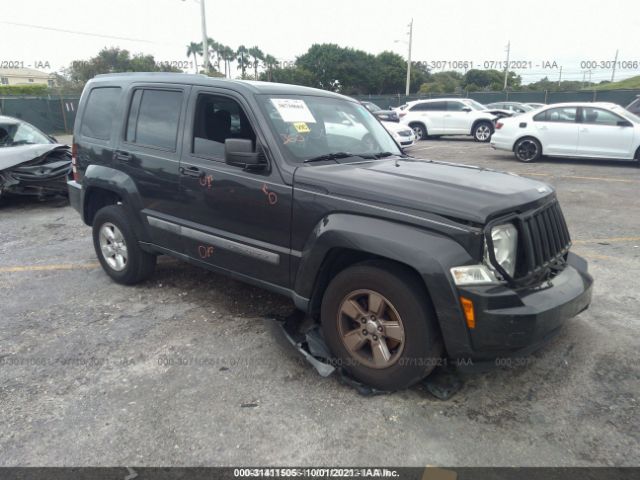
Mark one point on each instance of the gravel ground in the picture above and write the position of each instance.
(184, 369)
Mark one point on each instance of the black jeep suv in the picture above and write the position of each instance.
(303, 192)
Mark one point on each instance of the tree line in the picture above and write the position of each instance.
(326, 66)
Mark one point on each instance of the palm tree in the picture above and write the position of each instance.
(241, 55)
(194, 49)
(270, 62)
(257, 55)
(215, 50)
(229, 55)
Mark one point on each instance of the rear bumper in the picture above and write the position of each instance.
(75, 195)
(498, 143)
(515, 323)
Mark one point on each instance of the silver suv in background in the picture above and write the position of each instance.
(449, 116)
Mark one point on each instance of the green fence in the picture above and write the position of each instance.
(621, 97)
(51, 114)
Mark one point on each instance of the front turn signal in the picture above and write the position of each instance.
(469, 312)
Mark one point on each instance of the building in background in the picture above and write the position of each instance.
(25, 76)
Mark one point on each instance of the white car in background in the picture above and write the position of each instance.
(590, 130)
(402, 134)
(448, 116)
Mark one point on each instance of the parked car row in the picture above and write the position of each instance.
(592, 130)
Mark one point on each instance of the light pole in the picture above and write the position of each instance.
(409, 59)
(205, 41)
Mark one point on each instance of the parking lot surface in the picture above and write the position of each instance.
(184, 370)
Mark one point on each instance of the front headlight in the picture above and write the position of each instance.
(505, 246)
(473, 275)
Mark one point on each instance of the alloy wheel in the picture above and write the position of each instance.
(483, 133)
(527, 150)
(371, 329)
(113, 246)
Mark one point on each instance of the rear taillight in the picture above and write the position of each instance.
(74, 161)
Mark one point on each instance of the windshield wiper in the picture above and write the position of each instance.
(330, 156)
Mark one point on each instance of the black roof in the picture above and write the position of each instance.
(246, 86)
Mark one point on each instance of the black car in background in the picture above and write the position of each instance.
(383, 115)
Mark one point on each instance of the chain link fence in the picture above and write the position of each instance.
(621, 97)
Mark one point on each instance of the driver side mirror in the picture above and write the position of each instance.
(239, 153)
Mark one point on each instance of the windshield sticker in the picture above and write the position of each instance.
(301, 127)
(292, 110)
(286, 139)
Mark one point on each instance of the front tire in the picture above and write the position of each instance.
(527, 150)
(482, 132)
(419, 130)
(117, 247)
(380, 325)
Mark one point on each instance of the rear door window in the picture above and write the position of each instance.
(99, 113)
(154, 117)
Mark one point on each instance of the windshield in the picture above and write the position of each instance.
(309, 127)
(627, 114)
(475, 105)
(20, 133)
(372, 107)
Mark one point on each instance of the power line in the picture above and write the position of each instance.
(77, 32)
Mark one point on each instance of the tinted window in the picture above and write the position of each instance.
(158, 114)
(218, 118)
(560, 115)
(597, 116)
(455, 106)
(100, 112)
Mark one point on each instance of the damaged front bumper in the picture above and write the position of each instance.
(512, 323)
(37, 172)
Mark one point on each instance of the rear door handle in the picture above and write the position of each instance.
(121, 156)
(192, 172)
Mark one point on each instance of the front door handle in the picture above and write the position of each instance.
(192, 172)
(121, 156)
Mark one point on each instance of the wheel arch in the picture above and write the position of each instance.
(532, 137)
(103, 186)
(426, 255)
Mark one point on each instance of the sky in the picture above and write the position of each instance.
(543, 34)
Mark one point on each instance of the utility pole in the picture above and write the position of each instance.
(506, 67)
(409, 58)
(205, 41)
(560, 77)
(613, 72)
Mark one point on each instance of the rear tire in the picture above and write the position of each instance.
(117, 247)
(527, 150)
(482, 132)
(419, 130)
(402, 344)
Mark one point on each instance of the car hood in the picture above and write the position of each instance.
(12, 156)
(456, 191)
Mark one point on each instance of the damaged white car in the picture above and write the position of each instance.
(31, 162)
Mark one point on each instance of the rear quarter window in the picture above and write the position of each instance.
(100, 112)
(153, 118)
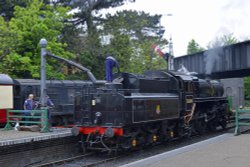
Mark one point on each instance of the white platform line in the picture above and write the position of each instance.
(169, 154)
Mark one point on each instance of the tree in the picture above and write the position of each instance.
(141, 31)
(222, 41)
(194, 47)
(28, 26)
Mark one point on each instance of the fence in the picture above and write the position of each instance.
(39, 117)
(242, 118)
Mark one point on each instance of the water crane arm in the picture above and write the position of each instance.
(79, 66)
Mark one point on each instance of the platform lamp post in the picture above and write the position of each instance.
(171, 52)
(43, 44)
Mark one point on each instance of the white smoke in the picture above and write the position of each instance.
(211, 59)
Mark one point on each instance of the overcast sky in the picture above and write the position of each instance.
(202, 20)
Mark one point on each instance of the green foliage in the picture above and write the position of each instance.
(132, 34)
(222, 41)
(247, 87)
(194, 47)
(27, 27)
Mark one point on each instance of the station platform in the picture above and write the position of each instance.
(11, 137)
(225, 150)
(26, 148)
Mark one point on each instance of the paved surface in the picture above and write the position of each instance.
(223, 151)
(11, 137)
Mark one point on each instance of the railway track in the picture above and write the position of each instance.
(93, 159)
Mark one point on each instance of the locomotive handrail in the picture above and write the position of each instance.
(43, 118)
(242, 118)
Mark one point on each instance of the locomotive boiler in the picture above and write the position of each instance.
(136, 110)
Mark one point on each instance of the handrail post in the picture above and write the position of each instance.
(237, 122)
(8, 125)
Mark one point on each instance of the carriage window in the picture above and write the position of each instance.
(188, 87)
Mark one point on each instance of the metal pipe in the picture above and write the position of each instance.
(43, 44)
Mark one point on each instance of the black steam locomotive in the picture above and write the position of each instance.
(137, 110)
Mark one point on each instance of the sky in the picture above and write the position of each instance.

PROBLEM TO WORK ON
Although the records include pictures, output only their text, exactly and completely.

TASK OUTPUT
Mark one point on each instance of the gravel ground in the picture above and write the position of each instance.
(184, 369)
Mark one point on each instance of the black jeep suv in the picture above and write the position of each instance.
(303, 192)
Mark one point on each instance of the tree line in the picture above and write the position of each instance.
(326, 66)
Mark one point on each instance of the palm tree in the picture above and write the position of each instance.
(241, 55)
(194, 49)
(270, 62)
(257, 55)
(215, 50)
(229, 55)
Mark one point on each instance of the rear bumper in the picture above and write the position of each instance.
(75, 195)
(498, 143)
(515, 323)
Mark one point on each instance of the silver suv in background in the picture above and write the position of each instance.
(449, 116)
Mark one point on each instance of the green fence in the picture above and write the position of each instance.
(621, 97)
(51, 114)
Mark one point on each instance of the front turn signal in the picture above and write the position of each instance.
(469, 312)
Mark one point on each instance of the building in background in the picture above and write the position of each instance.
(25, 76)
Mark one point on each instance of the white car in background in the picture above and write the position of each instance.
(590, 130)
(402, 134)
(448, 116)
Mark one point on each instance of the parked car row in the picture above and write the position of each instance.
(592, 130)
Mark one point on each instance of the light pole in the picture above and write the position of each instance.
(409, 59)
(205, 41)
Mark one point on each instance of the parking lot surface in the picture above and write the position of each instance.
(184, 370)
Mark one point on each instance of the front headlight in the picture above and write the position of each instance.
(505, 246)
(473, 275)
Mark one point on each instance of the alloy wheel in the picture above and write the position of each instance.
(483, 133)
(527, 150)
(371, 329)
(113, 246)
Mark one point on each instance of the rear taillight in the picture above and write the position of each instance.
(74, 161)
Mark one point on each instance of the windshield wiper in the picture above and write the position of each instance.
(330, 156)
Mark one point on each instance of the black roof in the picture above and write the position of each instance.
(246, 86)
Mark one point on each instance of the black car in background in the picture above and write the position of each instance.
(383, 115)
Mark one point on each instance of the chain link fence in the picture above and write the position of each instance.
(621, 97)
Mark one point on each instance of the driver side mirror in the picture above and write the position of each instance.
(239, 153)
Mark one point on each instance of the windshield sticker in the picture above and write the position of each instance.
(301, 127)
(292, 110)
(286, 139)
Mark one point on each instance of the front tire in the picture above and write the position of each instance.
(527, 150)
(482, 132)
(419, 130)
(117, 247)
(380, 325)
Mark one point on each instance of the rear door window in the picture above and write the position of each instance.
(99, 113)
(154, 117)
Mark one point on each instance of the windshield in the picture above and write the position of each instance.
(309, 127)
(627, 114)
(475, 105)
(20, 133)
(372, 107)
Mark one point on each instance of the power line in the picture above and write the position of each instance.
(77, 32)
Mark one point on each instance of the tinted window in the picture above and write the position of each instance.
(158, 114)
(218, 118)
(560, 115)
(597, 116)
(455, 106)
(100, 112)
Mark one point on each instance of the damaged front bumper in the picture above and write the position of each instance.
(512, 323)
(37, 172)
Mark one point on each instance of the rear door handle in the picture above and write the position of each instance.
(121, 156)
(192, 172)
Mark one point on each instance of the front door handle in the picture above and write the position of each instance.
(192, 172)
(121, 156)
Mark one point on each instance of the wheel arch in the picture above and write the position of each instance.
(532, 137)
(103, 186)
(426, 255)
Mark one point on each instance of the sky in the picture above and write the position of each instance.
(543, 34)
Mark one point on each instance of the utility pole in the picture above and write the position of each instance.
(506, 67)
(409, 58)
(205, 41)
(560, 77)
(613, 72)
Mark one point on each instance of the rear tire in the picture above and write the position of each instance.
(117, 247)
(527, 150)
(482, 132)
(419, 130)
(402, 344)
Mark one point on each instance of the car hood in the picture above and write the position of each instance.
(12, 156)
(456, 191)
Mark one point on each instance of the damaged white car in the picture above and write the position of each instance.
(31, 162)
Mark one point on each instance of the rear quarter window in the picture above and write the position of each instance.
(100, 112)
(153, 118)
Mark one point on each instance of the white platform line in the picture above and write the position of each instance.
(169, 154)
Mark one point on each instance of the tree in the picture above and write the position of each instance.
(141, 31)
(222, 41)
(194, 47)
(28, 26)
Mark one point on each instance of the fence in the picture above and write the position of each instance.
(39, 117)
(242, 118)
Mark one point on each instance of the water crane arm in the picture above and write the position of each instance.
(79, 66)
Mark one point on each instance of the platform lamp post in the picture above and write the position of each instance.
(171, 52)
(43, 44)
Mark one point on each instance of the white smoke in the picture above and write the position of each instance.
(211, 59)
Mark one point on each instance of the overcast sky in the picture above and write the position of each instance.
(202, 20)
Mark one point on each instance of the green foliage in the picture above and write the position of each instance.
(132, 34)
(222, 41)
(247, 87)
(194, 47)
(27, 27)
Mark one point on each instance of the station platform in the picture above and write the position of each instance.
(11, 137)
(225, 150)
(26, 148)
Mark one point on each instance of the paved surface in the picture above and write the position of each instance.
(223, 151)
(11, 137)
Mark one point on each instance of the railway track in the picture above and write the position of each instance.
(93, 159)
Mark one point on each instance of the locomotive handrail in the picture above and write the position of each instance.
(43, 118)
(242, 118)
Mark one point on each instance of the locomotive boiler in the picture above and write the position of each instance.
(136, 110)
Mark one point on each instance of the handrail post in the picture above and write the position of each instance.
(237, 122)
(8, 125)
Mark one point on each instance of the carriage window in the picture above and write the position of each instance.
(188, 87)
Mark one point on each instance of the metal pipe in the picture above and write the position of each instance.
(43, 44)
Mark one point on each instance of the black steam locomotive in the picture above and write the position of each instance.
(137, 110)
Mark one point on each instance of the sky in the picture above and write the position of each instance.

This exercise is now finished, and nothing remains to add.